Passage provided:
=== Begin Enclosure ===

The museum contains numerous exhibitions on Indonesian military history. It includes a room dedicated to squadron banners, one dedicated to artifacts belonging to General Oerip Soemohardjo (the military's first Chief of Staff), General of the Army Sudirman (the military's first commander in chief), General Abdul Haris Nasution, and General Suharto. A nearby area contains hundreds of rifles, grenades, sharpened bamboo sticks, and other weapons dating from the 1940s and later. A Hall of Heroes holds life-size statues of members of the military who have been declared National Heroes of Indonesia, with Sudirman and Oerip in places of honour at the back of the hall.

There are also 75 dioramas of pre-independence rebellions, the seconds leading to the proclamation of independence, the national revolution, and military efforts after the revolution. The dioramas were created by craftsmen from Yogyakarta. Further exhibitions in the building are photographic.

It also includes several war machines, mostly on the museum grounds. This includes the ship KRI Pattimura, which saw action in Papua; aircraft such as the Yokosuka K5Y1, Mansyu Ki-79, North American AT-16 Harvard, North American B-25 Mitchell, North American P-51 Mustang, Piper Cub, Douglas C-47 Skytrain, Fairey Gannet, and the Mil Mi-4 & Bell 204 helicopter; and land machines such as tanks, ambulances, and a Willys MB belonging to Sudirman.

=== End Enclosure ===

Data records:
=== Begin Enclosure ===

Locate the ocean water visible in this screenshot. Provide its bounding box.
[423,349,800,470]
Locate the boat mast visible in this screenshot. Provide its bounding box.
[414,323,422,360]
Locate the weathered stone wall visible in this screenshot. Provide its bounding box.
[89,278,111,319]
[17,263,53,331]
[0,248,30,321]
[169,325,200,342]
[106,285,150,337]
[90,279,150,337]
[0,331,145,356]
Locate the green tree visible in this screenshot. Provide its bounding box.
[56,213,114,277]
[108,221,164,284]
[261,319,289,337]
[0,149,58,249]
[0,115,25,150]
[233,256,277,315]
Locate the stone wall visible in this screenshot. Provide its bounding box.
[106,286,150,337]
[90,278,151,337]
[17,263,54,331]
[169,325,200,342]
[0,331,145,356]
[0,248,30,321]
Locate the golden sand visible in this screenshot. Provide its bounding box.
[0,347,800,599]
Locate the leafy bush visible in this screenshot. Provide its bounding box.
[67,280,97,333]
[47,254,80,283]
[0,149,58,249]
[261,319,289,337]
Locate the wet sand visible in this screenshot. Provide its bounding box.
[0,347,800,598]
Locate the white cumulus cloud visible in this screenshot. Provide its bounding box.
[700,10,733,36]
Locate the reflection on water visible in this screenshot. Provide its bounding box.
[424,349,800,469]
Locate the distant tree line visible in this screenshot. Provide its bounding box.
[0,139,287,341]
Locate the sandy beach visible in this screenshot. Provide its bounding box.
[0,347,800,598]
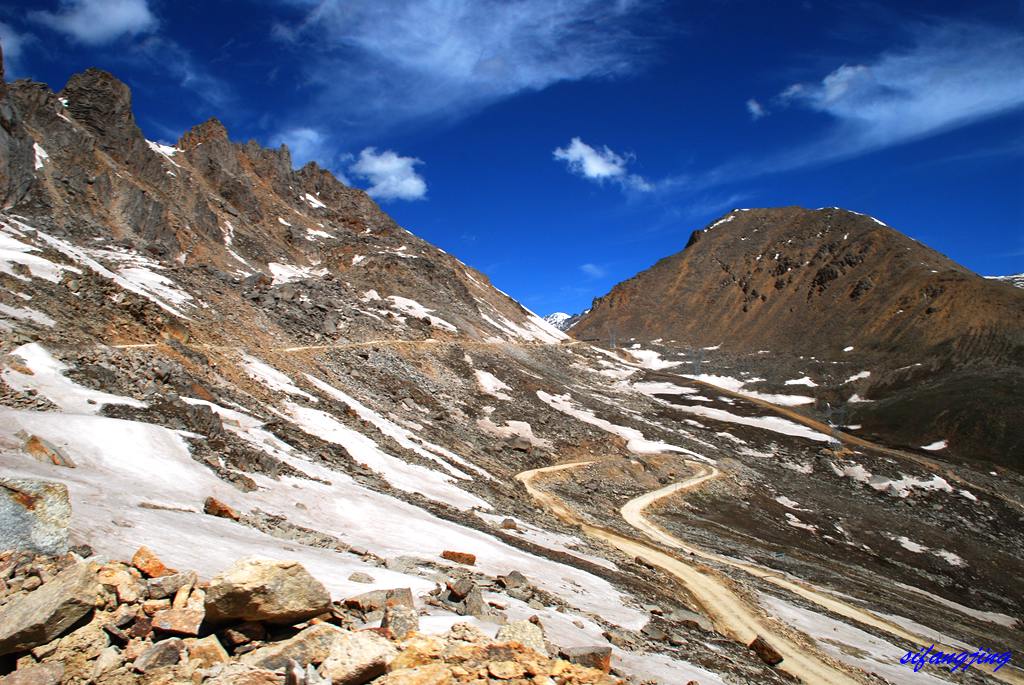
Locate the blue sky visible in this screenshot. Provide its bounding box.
[0,0,1024,313]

=== End Enclosure ===

Problem set:
1. Can you rewrite the stretch from "There are also" through "building are photographic." in the military museum passage, switching "craftsmen" to "artisans"?
2. Could you proceed with the military museum passage, picking up after its last sentence?
The entries are separate material, unrelated to the passage about the military museum.

Answer list:
1.
There are also 75 dioramas of pre-independence rebellions, the seconds leading to the proclamation of independence, the national revolution, and military efforts after the revolution. The dioramas were created by artisans from Yogyakarta. Further exhibitions in the building are photographic.

2.
Waspada Purbawisesa, a five-story pentagon-shaped museum houses dioramas and artifacts from military conflicts against Islamic groups, both conservative and extremist. It includes artifacts from the defeat of the Darul Islam revolt and dioramas of other military conflicts with Islamic groups.

==Noteworthy collections==
- A draft of the Proclamation of Indonesian Independence in Sukarno's handwriting
- The litter in which General Sudirman was carried during his seven months as a guerrilla
- RI Seulawah 1, a Douglas C-47 Skytrain that became The first Presidential Aircraft of the Indonesian Government
- Soviet Weapons and Equipment That have been used During Operation Trikora
- An A-4E Skyhawk TT-0438. Acquired from Israel to replace the Soviet built aircraft.